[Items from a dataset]
* * * * *
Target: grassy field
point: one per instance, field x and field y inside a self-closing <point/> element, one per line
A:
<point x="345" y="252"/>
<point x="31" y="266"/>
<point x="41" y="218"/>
* * * * *
## [WHAT IS NEEDED]
Reproduce every line of the records above, requests included, after multiplying each x and y coordinate in the answers by 2.35 and rounding to the nearest whole number, with halves rounded up.

## [PROBLEM SOLUTION]
Target: grassy field
point: one per instance, field x and field y inside a self-closing <point/> element, one per line
A:
<point x="811" y="592"/>
<point x="73" y="625"/>
<point x="96" y="512"/>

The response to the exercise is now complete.